WHAT YOU WILL DO: Read the data and repeat it in full, exactly.

DATASET RECORDS:

== == ==

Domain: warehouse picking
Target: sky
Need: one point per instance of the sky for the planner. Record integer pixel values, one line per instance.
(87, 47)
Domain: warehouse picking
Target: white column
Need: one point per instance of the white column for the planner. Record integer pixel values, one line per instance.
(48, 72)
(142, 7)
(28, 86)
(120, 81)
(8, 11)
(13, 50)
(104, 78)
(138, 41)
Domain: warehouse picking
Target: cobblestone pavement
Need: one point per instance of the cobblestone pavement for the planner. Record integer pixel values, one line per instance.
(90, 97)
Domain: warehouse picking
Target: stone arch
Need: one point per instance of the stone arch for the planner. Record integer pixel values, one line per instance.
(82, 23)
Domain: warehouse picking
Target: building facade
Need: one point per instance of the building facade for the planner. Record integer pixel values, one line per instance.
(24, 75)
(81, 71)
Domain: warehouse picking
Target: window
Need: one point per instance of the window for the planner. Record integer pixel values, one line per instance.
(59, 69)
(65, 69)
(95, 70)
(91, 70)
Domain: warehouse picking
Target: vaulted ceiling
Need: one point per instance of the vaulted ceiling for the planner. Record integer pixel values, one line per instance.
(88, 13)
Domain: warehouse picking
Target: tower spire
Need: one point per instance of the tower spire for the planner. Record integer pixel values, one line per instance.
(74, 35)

== == ==

RESPONSE TO THIS EXERCISE:
Domain: warehouse picking
Target: sky
Need: one point per instance of the sky for the planner. Record integer pixel values, one line per instance.
(87, 47)
Domain: warehouse picking
Target: white column
Need: one point per instance of the white column for the planner. Record integer pixel values, one line per instance.
(48, 72)
(142, 7)
(28, 86)
(120, 81)
(8, 11)
(13, 50)
(104, 78)
(138, 41)
Domain: warehouse picking
Target: cobblestone pavement
Need: one point per instance of the cobblestone pavement for the planner. Record integer pixel values, one line per instance.
(90, 97)
Domain: warehouse picking
Target: stone arch
Need: one point per instance of the stone arch for the planner. Record integer pixel values, one line per instance.
(82, 23)
Domain: warehouse picking
Target: building facade
Need: one point per instance of the building facade for the planner. Record integer pixel values, one line per instance.
(24, 75)
(81, 71)
Domain: warehouse picking
Target: window
Need: one point per instance of the window for the planner. Record integer pixel values, one line per instance.
(59, 69)
(65, 69)
(95, 70)
(91, 70)
Domain: warehouse picking
Target: vaulted ceiling
Need: one point per instance of the vaulted ceiling for the planner. Record integer pixel values, one line per instance.
(88, 13)
Domain: warehouse picking
Target: tower spire
Need: one point per instance of the tower spire for the planner. Record integer pixel values, one line per instance.
(74, 35)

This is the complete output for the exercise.